Render the rows from the line containing "As a warehouse robot's perception module, locate teal" through the line containing "402, 301, 590, 489", both included, as a two-column CSV with the columns "prompt" and "boxes". Put each row on one CSV line, with its text and its answer each in a single quoted field and line breaks turned into spaces.
** Start of Data to process **
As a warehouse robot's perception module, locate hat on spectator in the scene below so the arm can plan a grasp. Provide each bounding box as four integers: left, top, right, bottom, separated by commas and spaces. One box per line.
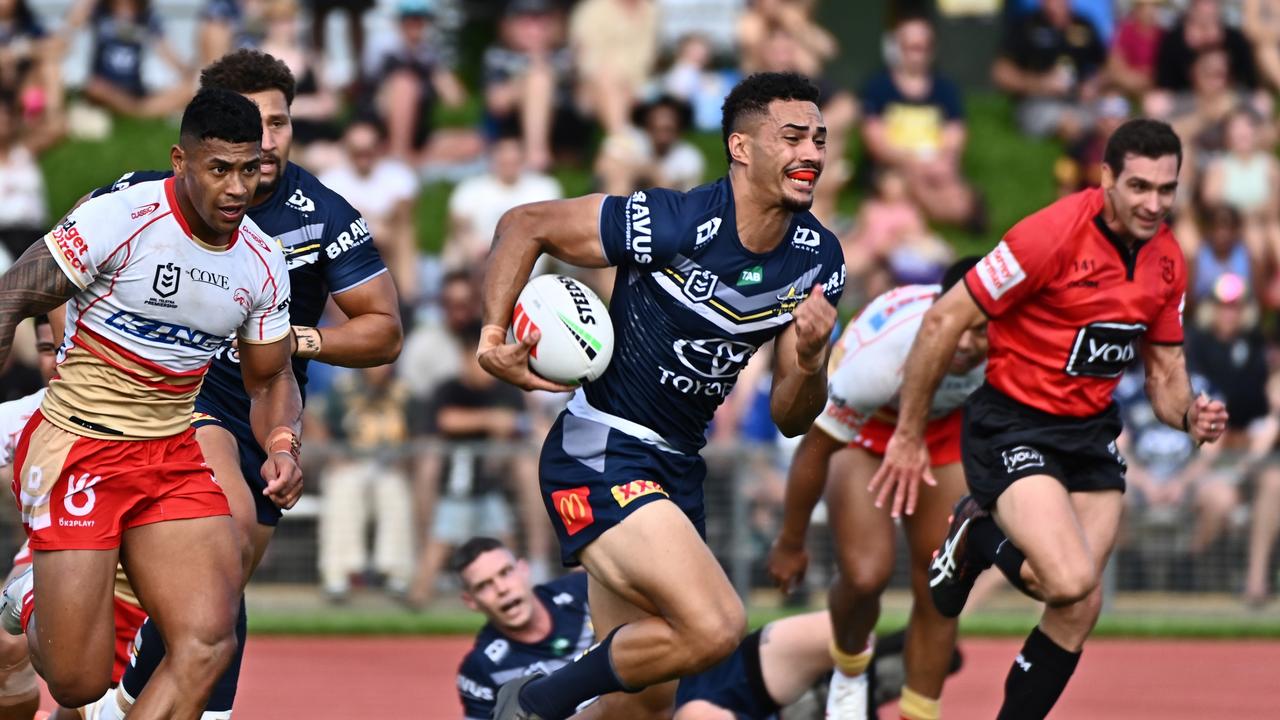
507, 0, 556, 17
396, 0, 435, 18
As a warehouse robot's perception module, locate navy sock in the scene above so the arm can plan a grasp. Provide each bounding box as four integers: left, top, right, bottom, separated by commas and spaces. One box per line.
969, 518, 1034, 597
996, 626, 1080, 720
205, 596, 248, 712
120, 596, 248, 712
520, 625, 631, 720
** End of Data to process **
** Start of Data to process **
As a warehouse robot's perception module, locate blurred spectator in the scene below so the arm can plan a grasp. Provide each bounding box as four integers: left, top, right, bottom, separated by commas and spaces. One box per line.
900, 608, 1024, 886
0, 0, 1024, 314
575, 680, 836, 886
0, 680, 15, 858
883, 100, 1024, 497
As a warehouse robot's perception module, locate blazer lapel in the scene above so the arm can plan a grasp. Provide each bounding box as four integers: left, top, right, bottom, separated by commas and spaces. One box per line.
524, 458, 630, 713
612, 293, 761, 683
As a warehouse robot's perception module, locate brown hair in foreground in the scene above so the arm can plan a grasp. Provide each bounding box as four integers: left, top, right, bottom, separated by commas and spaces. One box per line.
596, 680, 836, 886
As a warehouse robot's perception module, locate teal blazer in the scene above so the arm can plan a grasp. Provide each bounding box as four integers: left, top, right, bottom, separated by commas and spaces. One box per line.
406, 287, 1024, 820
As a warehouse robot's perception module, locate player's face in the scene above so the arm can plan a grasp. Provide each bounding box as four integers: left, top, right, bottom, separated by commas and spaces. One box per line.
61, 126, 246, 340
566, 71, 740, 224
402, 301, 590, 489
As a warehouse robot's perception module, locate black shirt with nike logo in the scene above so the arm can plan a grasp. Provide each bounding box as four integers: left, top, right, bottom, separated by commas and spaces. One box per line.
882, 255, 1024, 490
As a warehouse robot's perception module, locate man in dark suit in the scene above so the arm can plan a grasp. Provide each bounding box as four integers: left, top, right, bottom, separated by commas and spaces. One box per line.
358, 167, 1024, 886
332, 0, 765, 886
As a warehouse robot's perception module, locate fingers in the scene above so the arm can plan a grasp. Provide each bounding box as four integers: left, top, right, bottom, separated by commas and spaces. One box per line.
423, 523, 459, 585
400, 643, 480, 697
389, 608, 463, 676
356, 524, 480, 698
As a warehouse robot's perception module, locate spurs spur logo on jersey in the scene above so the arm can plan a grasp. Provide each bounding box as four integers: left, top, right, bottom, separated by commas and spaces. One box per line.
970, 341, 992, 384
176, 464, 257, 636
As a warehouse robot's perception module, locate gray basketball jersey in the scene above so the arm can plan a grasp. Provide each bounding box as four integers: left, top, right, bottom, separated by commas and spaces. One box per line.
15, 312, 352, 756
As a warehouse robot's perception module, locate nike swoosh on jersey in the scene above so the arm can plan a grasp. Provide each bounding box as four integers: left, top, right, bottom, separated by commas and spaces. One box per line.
** End of Data to process **
• _Result_
prompt,boxes
"As a warehouse robot's perception module, locate teal blazer in the scene above so the arm can plan a grasp. Provide each bounding box as four integers: left, top, right, bottom, separated by commas and spaces. One box per line.","406, 287, 1024, 820"
"As a warehouse robot's perception module, locate player's face in the scene above so the arm can plan a grasp. Provide each bounding box as four integers: left, top, right, bottom, separated by commas and spaces. One box per line.","61, 126, 246, 340 566, 71, 740, 224 402, 301, 590, 489"